__EXERCISE REQUIREMENTS__:
Repeat word for word, please, only the lines of the material from the one containing "One dot per instance of the dirt" through its final line, both ends included.

__GIVEN ENTRIES__:

================

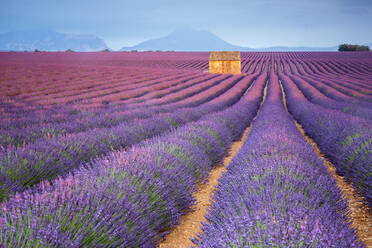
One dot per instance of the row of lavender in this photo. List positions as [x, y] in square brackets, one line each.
[346, 140]
[30, 127]
[129, 198]
[326, 96]
[276, 191]
[25, 166]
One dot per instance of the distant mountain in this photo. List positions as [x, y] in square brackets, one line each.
[194, 40]
[297, 49]
[186, 39]
[47, 40]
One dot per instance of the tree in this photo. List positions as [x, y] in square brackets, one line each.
[350, 47]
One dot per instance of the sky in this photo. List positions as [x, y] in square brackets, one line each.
[250, 23]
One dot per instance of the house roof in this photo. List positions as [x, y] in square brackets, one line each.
[233, 56]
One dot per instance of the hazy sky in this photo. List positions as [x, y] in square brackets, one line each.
[252, 23]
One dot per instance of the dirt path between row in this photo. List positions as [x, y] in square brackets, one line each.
[190, 224]
[360, 213]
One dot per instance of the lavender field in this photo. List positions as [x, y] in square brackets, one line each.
[107, 149]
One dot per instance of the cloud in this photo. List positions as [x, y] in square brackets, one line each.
[355, 11]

================

__EXERCISE OUTPUT__:
One dot per instance of the dirt path between row in this photo. List positions as [x, y] in square brackets, one line each.
[190, 224]
[360, 213]
One dot per instance of the lavender field in this photo. List positions as [x, y] in square brackets, one line each.
[107, 149]
One dot per instance of the cloud in this photo. List positions as [x, y] in square brackets, one line each.
[355, 11]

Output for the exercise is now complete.